== Gereksinim 1 ==
Listede "xmax" dizesini içeren her satırı bul ve olduğu gibi kopyala. Büyük ve küçük harf ayrımı önemlidir.

== Verilen Metin ==
Başka kültürlerin güzelliklerinden habersiz kalmak bir kayıptır aslında..Ama kendimizi yeterli gördüğümüzden mi nedir, hiç merak etmeyiz..
Halbuki insanlık tüm insanlığa ait..Yani bir güzellik, farketmemiz için, illa Unesco Dünya Mirasları listesine girmesi, ya da Nobel alması gerekmiyor. Ve güzel eserleri sadece o kültürlere aitmiş gibi düşünüp araya mesafe koymasak..Diğer kültürlerin güzelliklerinden kendimize değer katmayı başarabilsek..Onlardan beslenebilsek..İşin bu tarafını pek beceremiyoruz..Ya kopyalıyoruz tamamen, ya tamamen yok sayıyoruz..

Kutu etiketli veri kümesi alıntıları
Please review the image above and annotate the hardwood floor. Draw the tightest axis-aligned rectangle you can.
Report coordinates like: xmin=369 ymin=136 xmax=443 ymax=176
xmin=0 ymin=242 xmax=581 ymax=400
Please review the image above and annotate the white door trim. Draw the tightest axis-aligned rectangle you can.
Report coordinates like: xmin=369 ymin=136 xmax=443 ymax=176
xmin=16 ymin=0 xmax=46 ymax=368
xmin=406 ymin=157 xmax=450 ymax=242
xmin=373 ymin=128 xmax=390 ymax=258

== Gereksinim 2 ==
Başka kültürlerin güzelliklerine dair metni tamamen, hiçbir değişiklik yapmadan çıkar.

== Çıktı 1 ==
Report coordinates like: xmin=369 ymin=136 xmax=443 ymax=176
xmin=0 ymin=242 xmax=581 ymax=400
Report coordinates like: xmin=369 ymin=136 xmax=443 ymax=176
xmin=16 ymin=0 xmax=46 ymax=368
xmin=406 ymin=157 xmax=450 ymax=242
xmin=373 ymin=128 xmax=390 ymax=258

== Çıktı 2 ==
Başka kültürlerin güzelliklerinden habersiz kalmak bir kayıptır aslında..Ama kendimizi yeterli gördüğümüzden mi nedir, hiç merak etmeyiz..
Halbuki insanlık tüm insanlığa ait..Yani bir güzellik, farketmemiz için, illa Unesco Dünya Mirasları listesine girmesi, ya da Nobel alması gerekmiyor. Ve güzel eserleri sadece o kültürlere aitmiş gibi düşünüp araya mesafe koymasak..Diğer kültürlerin güzelliklerinden kendimize değer katmayı başarabilsek..Onlardan beslenebilsek..İşin bu tarafını pek beceremiyoruz..Ya kopyalıyoruz tamamen, ya tamamen yok sayıyoruz..